* _ASSIGNMENT_
Repeat nothing but the lines below running from the one containing "Task: indicate the woman" to the one containing "Task: indicate the qr". Keep both end lines.

▬▬▬▬▬▬▬▬▬▬

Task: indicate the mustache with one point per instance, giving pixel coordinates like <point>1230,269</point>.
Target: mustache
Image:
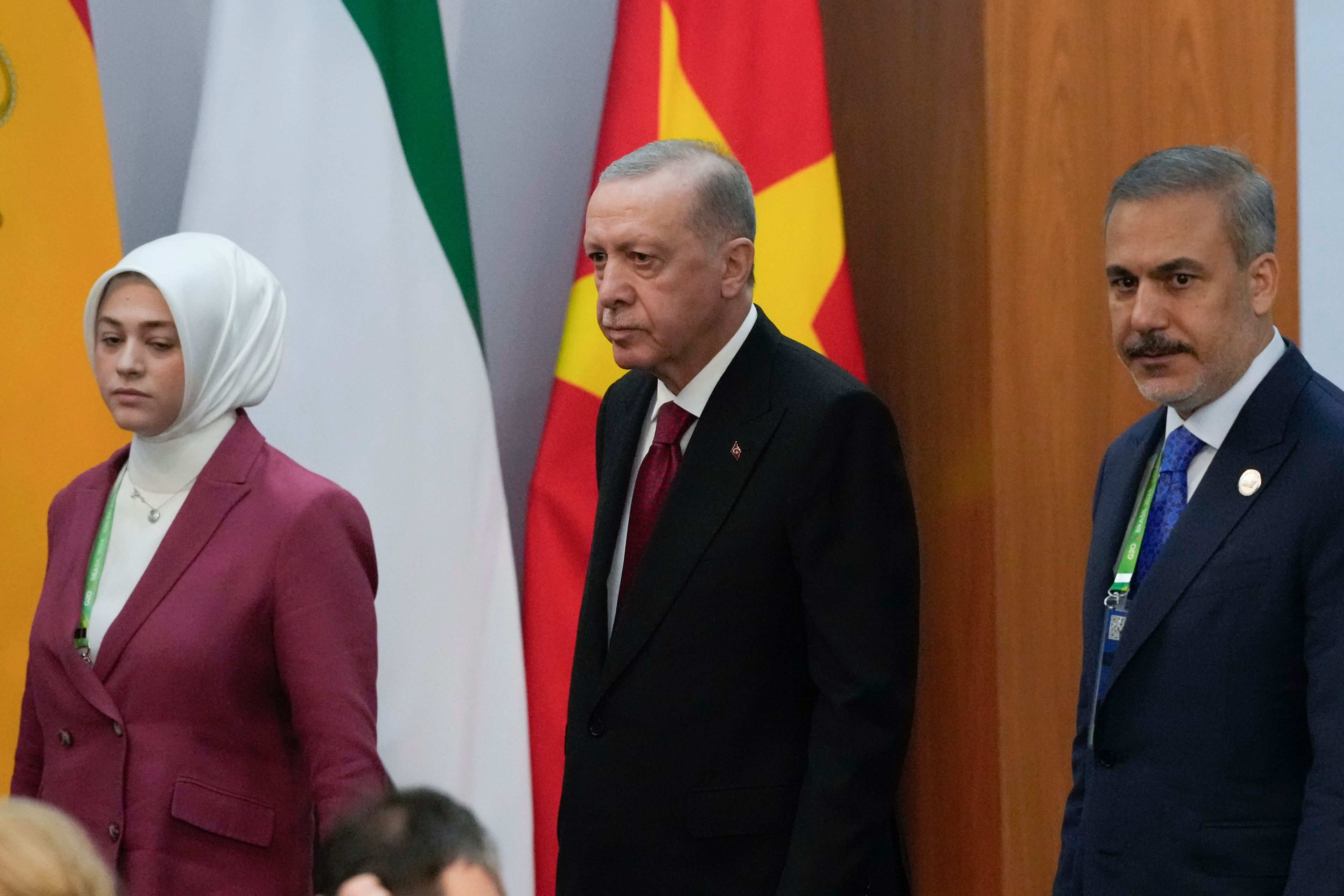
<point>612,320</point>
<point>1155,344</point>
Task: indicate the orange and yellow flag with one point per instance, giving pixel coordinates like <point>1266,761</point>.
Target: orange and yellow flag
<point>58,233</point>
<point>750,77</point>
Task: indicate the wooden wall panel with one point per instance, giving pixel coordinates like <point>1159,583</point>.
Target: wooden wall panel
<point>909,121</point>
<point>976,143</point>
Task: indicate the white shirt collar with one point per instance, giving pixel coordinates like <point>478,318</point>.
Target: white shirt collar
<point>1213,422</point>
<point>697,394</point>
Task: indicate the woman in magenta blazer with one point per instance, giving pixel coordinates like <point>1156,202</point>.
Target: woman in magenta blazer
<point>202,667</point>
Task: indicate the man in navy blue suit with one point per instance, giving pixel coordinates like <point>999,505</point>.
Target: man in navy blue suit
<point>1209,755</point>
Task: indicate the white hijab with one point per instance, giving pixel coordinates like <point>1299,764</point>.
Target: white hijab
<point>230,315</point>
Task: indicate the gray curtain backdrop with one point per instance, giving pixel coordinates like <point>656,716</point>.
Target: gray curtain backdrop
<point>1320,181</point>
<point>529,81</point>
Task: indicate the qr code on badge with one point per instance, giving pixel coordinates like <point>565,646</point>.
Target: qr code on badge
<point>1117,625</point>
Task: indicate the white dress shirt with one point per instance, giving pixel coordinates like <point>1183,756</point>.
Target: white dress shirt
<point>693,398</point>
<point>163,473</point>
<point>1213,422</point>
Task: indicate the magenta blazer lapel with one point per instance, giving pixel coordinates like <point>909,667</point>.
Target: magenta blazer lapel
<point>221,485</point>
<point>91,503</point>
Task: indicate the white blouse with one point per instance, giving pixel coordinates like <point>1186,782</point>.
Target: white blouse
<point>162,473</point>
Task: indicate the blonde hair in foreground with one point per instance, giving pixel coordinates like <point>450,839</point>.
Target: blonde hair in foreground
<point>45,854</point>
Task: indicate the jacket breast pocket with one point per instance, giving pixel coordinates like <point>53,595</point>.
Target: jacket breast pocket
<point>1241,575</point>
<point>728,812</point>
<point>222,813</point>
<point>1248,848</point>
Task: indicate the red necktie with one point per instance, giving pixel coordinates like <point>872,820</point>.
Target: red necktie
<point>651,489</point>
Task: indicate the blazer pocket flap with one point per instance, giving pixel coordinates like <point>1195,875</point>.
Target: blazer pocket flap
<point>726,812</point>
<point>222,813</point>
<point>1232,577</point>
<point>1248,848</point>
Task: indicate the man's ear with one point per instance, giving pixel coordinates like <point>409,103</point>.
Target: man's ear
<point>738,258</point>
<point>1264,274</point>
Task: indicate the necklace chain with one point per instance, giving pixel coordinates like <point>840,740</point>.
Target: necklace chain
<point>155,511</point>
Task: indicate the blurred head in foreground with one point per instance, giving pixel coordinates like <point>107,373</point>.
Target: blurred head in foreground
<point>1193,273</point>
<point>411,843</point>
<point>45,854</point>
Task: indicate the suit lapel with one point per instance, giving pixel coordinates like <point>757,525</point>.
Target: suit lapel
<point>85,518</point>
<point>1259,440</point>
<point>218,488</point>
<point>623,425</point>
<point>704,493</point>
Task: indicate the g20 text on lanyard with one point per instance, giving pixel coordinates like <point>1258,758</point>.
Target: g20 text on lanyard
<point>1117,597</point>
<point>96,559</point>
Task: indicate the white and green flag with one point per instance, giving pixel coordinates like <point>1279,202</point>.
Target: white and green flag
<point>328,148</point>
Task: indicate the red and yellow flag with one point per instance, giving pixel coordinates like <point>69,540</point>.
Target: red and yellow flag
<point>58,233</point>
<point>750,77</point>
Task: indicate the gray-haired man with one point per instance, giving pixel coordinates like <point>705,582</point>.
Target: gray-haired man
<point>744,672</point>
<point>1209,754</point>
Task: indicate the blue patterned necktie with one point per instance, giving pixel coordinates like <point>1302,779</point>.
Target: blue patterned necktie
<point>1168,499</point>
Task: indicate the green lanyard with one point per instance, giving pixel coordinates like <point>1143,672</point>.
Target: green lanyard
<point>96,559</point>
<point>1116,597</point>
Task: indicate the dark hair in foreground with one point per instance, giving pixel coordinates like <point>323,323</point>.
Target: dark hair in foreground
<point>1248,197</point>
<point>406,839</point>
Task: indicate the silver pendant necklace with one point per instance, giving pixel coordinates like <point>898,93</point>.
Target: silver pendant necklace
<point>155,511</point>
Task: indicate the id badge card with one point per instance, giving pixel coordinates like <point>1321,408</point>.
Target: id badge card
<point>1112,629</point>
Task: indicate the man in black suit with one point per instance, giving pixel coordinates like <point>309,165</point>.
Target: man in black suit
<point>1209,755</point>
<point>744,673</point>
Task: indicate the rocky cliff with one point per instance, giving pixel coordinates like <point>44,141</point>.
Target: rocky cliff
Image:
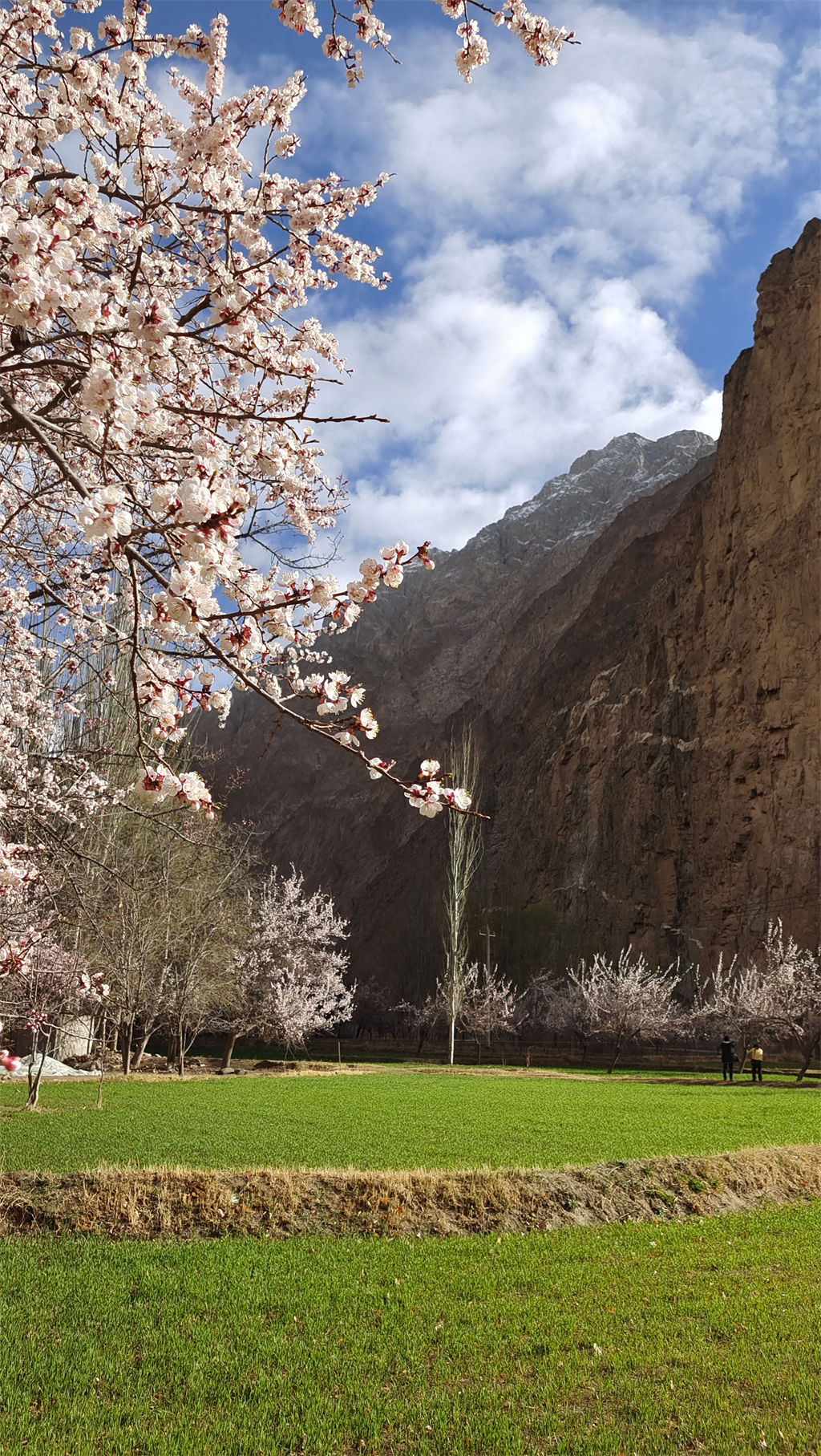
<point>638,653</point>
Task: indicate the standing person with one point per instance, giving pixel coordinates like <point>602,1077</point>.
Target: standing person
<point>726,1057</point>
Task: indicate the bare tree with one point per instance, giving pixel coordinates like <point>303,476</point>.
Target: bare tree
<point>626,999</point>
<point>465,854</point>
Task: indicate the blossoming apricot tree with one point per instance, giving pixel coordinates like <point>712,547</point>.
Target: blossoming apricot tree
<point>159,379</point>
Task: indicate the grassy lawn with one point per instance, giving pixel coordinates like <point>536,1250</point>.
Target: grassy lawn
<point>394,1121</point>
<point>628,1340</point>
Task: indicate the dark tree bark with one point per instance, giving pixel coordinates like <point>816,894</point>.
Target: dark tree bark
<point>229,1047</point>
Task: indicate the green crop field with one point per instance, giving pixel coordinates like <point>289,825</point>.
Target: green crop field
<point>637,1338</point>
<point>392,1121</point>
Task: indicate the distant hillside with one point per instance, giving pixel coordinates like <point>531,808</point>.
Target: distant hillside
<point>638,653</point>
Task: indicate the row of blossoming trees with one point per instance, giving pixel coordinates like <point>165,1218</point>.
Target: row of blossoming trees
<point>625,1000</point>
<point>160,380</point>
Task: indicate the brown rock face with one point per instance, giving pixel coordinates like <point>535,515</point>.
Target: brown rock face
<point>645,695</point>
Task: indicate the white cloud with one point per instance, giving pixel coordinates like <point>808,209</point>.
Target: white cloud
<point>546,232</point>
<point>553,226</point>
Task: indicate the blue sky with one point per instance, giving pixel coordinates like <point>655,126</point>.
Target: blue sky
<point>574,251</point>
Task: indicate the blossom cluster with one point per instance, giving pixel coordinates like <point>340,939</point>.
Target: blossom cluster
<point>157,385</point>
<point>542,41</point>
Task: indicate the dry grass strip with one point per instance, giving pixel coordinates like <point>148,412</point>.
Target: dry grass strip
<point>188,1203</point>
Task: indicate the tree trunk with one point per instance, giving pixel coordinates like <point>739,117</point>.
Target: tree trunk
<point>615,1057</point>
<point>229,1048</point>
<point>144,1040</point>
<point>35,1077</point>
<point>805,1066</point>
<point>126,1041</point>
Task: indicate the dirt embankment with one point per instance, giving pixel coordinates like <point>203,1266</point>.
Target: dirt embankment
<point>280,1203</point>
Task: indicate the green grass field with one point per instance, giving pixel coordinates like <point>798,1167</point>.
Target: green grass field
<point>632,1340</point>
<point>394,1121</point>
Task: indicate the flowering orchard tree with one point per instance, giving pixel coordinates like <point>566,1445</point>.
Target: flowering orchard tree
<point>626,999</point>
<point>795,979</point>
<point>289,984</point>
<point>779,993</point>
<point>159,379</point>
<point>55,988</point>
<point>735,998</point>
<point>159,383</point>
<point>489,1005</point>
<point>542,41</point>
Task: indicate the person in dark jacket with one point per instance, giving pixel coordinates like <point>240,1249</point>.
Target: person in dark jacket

▬▬▬▬▬▬▬▬▬▬

* _ANSWER AREA_
Task: indicate the woman in magenta blazer with one point per instance, giving pixel coordinates like <point>1156,202</point>.
Target: woman in magenta blazer
<point>202,667</point>
Task: indicate the man in navy blue suit with one point per instance, giving pixel coordinates like <point>999,505</point>.
Target: man in navy blue suit
<point>1209,755</point>
Task: indicate the white hijab with one point per instance, giving pixel coordinates like <point>1299,764</point>.
Target: white hijab
<point>230,315</point>
Task: indicate the gray curtain backdrop with one point per instance, giving pixel coordinates like <point>656,716</point>.
Target: gray curtain backdrop
<point>1320,181</point>
<point>529,81</point>
Task: indicate the qr code on badge with one point per instance, giving pixel coordinates like <point>565,646</point>.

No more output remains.